====== EXCERPTED PASSAGE

# SEMICONDUCTOR IP CORE FOR ULTRA LOW POWER MPEG-4 VIDEO DECODE IN SYSTEM-ON-SILICON

*J. Dunlop<sup>1</sup>, A. Simpson<sup>1</sup>, S. Masud<sup>2</sup>, M. Wylie<sup>1</sup>, J. Cochrane<sup>1</sup>, R. Kinkead<sup>1</sup>*

<sup>1</sup>Amphion Semiconductor Ltd, 50 Malone Road, Belfast BT9 5BS, Northern Ireland, UK

<sup>2</sup>Dept of Computer Science, Lahore University of Management Sciences,  
Lahore Cantt. 54792, Pakistan\*

## ABSTRACT

An ultra low power, hardware accelerated architecture based semiconductor intellectual property core for MPEG-4 has been developed. This encompasses the simple profile of the video decoding algorithm. The core can provide motion picture quality video at upto CIF resolution. The implementation is based on the application of hardware acceleration of compute-intensive operations with an embedded RISC processor acting purely as a host controller. The architecture comprises custom hardware designs for lookup table decoders, bit-stream parsing, discrete cosine transforms, motion compensation and colour space conversion. The hardware-software co-design approach results in high efficiency in both area and performance. The design has been validated on an FPGA-based development board with an LCD panel for visual demonstration of real-time decoded streaming video sequences. This MPEG-4 video decoder core has been ported to 130nm ASIC technology using system-level integration techniques where the power dissipation is around 10 mWatts. The design is ideally suited to high-volume system-on-chip solutions for a wide range of wireless multimedia communication applications.

## 1.0 INTRODUCTION

The upcoming standard MPEG-4 [1] encompasses a range of features and complex bit-streams. The hardware implementation of this multimedia standard is compute-intensive because it involves a number of coding algorithms, profiles and bit-rates. Thus a hardware-software codesign approach becomes a necessity to provide the flexibility, control and speed-up required.

It has been shown that an efficient implementation of MPEG-4 has to rely on extending the instruction set of a general purpose RISC processor and adding hardware acceleration [2, 3]. The hardware acceleration modules

can be designed to tackle the most compute-intensive tasks thus relieving the processor to manage data-flow and memory reading and writing. Several of the hardware acceleration modules have to be used concurrently to achieve a real-time video performance.

The DSP chips and RISC processors available in the market generally target a narrow segment of applications. Some have been optimized for audio, video or image processing but they become inefficient or result in wastage of resources in general purpose tasks such as bit-stream parsing. The exemplar implementation presented in this paper is based on ARCTangent processor [4]. This was chosen in this design because it can be configured for various hardware and software options and the synthesisable code only contains the useful parts of the processor with appropriate bus-widths. The accelerator modules presented, however, can be used with a range of processor cores.

============
====== STORED ROWS

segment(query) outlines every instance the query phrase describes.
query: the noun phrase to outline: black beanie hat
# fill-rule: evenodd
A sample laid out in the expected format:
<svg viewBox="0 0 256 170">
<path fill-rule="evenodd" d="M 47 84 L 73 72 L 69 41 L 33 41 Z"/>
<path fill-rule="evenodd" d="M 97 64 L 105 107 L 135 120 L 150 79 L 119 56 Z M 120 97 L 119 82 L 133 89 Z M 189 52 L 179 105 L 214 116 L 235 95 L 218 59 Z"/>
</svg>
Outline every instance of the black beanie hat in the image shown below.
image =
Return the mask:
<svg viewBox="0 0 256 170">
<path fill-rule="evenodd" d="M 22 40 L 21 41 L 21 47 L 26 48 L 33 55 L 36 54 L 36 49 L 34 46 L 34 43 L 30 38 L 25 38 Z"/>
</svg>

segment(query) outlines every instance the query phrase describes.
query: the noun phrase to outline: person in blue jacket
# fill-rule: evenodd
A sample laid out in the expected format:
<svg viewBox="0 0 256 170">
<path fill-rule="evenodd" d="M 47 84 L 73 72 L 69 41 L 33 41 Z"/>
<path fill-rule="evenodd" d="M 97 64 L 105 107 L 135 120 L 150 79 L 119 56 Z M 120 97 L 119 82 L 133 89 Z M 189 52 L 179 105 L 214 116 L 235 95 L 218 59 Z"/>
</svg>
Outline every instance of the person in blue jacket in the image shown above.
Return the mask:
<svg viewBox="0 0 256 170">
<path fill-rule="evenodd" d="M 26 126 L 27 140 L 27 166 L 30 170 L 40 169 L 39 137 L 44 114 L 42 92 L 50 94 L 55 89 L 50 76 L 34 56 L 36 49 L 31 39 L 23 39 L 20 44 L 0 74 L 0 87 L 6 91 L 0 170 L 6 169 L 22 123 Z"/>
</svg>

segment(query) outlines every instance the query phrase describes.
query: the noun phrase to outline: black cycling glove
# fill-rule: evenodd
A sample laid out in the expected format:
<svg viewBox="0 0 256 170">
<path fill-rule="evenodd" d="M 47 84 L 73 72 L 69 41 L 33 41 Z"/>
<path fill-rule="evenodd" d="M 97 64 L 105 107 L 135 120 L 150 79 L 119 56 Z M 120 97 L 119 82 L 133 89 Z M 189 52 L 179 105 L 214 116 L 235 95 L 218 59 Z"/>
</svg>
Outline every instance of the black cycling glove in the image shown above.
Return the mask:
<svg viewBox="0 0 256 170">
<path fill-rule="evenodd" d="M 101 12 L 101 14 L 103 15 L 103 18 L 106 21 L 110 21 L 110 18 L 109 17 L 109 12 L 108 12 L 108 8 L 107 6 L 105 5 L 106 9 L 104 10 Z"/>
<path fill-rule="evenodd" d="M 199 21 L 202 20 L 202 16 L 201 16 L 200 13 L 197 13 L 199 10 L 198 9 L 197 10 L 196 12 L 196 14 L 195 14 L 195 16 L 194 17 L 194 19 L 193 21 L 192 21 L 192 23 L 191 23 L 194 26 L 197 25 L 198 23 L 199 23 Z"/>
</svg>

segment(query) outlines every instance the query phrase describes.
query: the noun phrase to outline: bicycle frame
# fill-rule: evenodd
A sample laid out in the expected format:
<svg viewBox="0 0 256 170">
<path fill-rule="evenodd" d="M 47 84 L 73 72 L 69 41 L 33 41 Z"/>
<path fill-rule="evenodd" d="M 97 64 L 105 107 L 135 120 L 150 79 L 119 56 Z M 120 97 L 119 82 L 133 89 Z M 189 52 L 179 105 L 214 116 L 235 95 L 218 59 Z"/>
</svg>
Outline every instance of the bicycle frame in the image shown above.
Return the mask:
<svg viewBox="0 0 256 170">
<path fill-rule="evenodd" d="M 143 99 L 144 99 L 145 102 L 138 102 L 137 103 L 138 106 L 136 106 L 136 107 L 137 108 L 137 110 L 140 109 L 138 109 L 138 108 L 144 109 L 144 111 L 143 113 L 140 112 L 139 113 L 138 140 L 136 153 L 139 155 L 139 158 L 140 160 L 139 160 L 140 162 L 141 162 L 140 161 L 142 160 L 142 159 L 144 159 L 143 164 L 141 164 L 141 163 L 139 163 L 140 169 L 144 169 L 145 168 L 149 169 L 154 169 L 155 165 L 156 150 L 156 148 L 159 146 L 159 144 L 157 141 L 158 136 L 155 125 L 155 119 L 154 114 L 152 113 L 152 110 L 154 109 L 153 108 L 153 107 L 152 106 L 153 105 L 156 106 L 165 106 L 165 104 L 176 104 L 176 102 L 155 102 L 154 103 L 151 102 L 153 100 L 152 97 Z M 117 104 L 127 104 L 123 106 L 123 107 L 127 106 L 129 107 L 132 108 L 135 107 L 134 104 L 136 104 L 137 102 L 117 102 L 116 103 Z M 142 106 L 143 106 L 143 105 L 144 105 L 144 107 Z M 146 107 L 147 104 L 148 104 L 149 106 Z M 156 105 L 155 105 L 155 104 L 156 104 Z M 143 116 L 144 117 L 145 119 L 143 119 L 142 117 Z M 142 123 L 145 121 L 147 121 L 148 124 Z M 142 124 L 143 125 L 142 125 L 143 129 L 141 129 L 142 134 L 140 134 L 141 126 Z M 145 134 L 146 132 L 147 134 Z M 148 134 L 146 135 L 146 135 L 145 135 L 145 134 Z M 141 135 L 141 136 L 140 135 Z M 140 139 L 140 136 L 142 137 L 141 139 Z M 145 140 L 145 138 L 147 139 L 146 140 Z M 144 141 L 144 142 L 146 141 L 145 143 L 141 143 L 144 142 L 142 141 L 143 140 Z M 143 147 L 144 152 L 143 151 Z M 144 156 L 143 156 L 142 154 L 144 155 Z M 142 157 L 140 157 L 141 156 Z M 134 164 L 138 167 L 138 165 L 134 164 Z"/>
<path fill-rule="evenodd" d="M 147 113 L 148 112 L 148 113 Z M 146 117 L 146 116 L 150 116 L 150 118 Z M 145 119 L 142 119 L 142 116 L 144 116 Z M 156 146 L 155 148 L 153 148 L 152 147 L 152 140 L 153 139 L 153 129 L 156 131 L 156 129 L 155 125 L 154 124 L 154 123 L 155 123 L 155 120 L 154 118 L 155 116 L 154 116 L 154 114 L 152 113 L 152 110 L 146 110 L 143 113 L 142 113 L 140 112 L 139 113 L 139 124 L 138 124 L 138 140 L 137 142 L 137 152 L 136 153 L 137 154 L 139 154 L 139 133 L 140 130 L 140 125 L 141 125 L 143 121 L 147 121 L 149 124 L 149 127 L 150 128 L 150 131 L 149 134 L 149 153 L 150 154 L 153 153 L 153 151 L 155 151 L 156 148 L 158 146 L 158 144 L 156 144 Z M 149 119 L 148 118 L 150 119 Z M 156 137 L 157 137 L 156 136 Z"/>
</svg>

============

> _PROBLEM STATEMENT_
Summarize the excerpt on the MPEG-4 video decoder core in two sentences.

> _WRITTEN ANSWER_
An ultra low power semiconductor IP core for the simple profile of MPEG-4 video decoding uses custom hardware to accelerate compute-intensive operations, with an embedded RISC processor acting only as host controller. It was validated on an FPGA-based development board and ported to 130nm ASIC technology, where it dissipates around 10 mWatts, making it suited to high-volume system-on-chip solutions for wireless multimedia applications.